Render the data as a JSON list of strings, one string per line with blank lines omitted, beginning at the line that contains "point: large white" and stopping after the line that contains "Target: large white banner". Leave the pictures out of the answer.

- **Information supplied**:
_ _ _ _ _ _ _
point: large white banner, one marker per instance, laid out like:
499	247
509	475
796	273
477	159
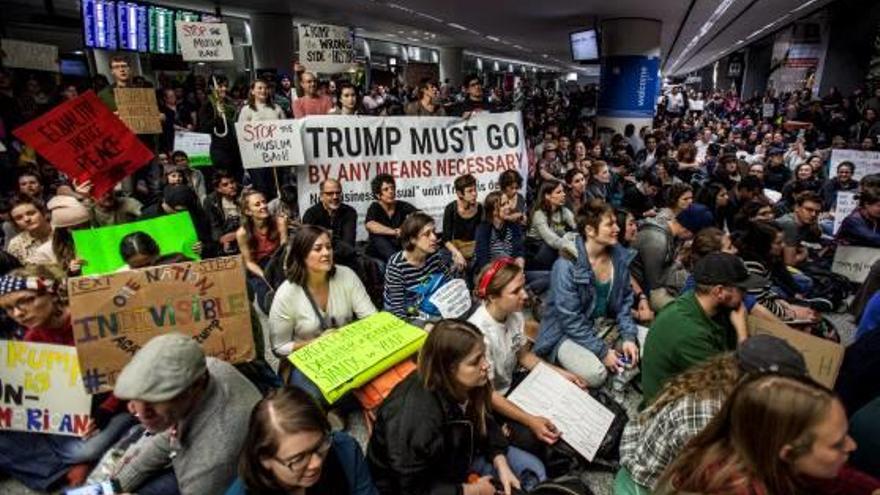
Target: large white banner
_ _ _ _ _ _ _
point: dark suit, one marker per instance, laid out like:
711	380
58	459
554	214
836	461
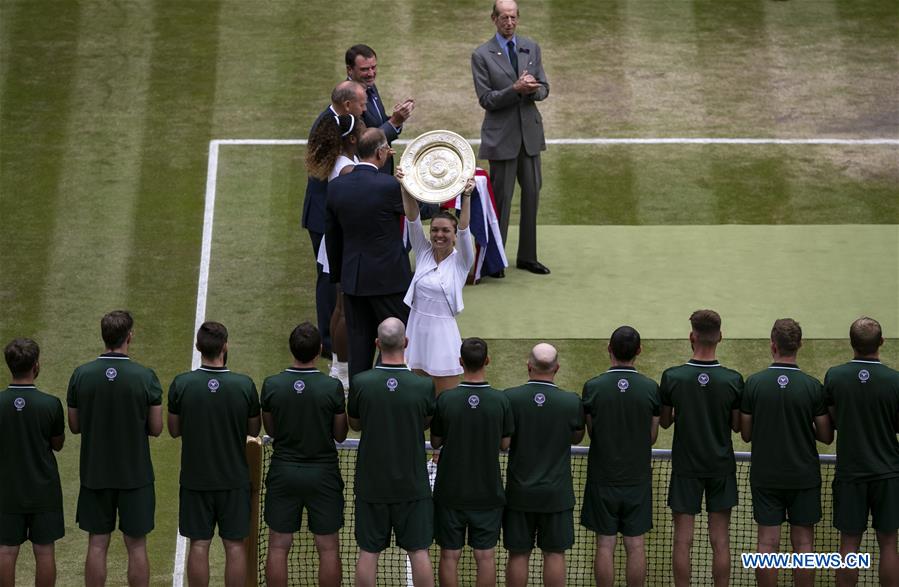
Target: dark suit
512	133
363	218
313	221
_ _ _ _ _ _ _
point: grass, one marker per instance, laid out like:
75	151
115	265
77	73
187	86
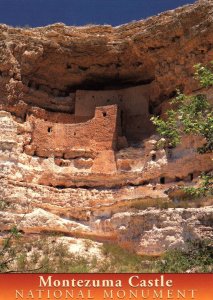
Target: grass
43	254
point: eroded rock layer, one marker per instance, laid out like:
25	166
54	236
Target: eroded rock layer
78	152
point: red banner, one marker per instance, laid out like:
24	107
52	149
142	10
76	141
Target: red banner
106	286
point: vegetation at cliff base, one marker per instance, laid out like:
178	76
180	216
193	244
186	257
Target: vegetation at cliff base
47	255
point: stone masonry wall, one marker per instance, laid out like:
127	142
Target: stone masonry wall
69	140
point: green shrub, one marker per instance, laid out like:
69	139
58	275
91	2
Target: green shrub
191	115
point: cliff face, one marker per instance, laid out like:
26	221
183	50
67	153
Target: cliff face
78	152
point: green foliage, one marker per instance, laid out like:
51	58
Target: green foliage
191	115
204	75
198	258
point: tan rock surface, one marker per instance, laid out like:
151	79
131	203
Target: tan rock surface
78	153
_ _ _ _ _ _ _
- **Task output**:
[
  "point: large white banner, one marker per instance, laid out like:",
  "499\t247",
  "509\t475",
  "796\t273",
  "477\t159",
  "Target: large white banner"
]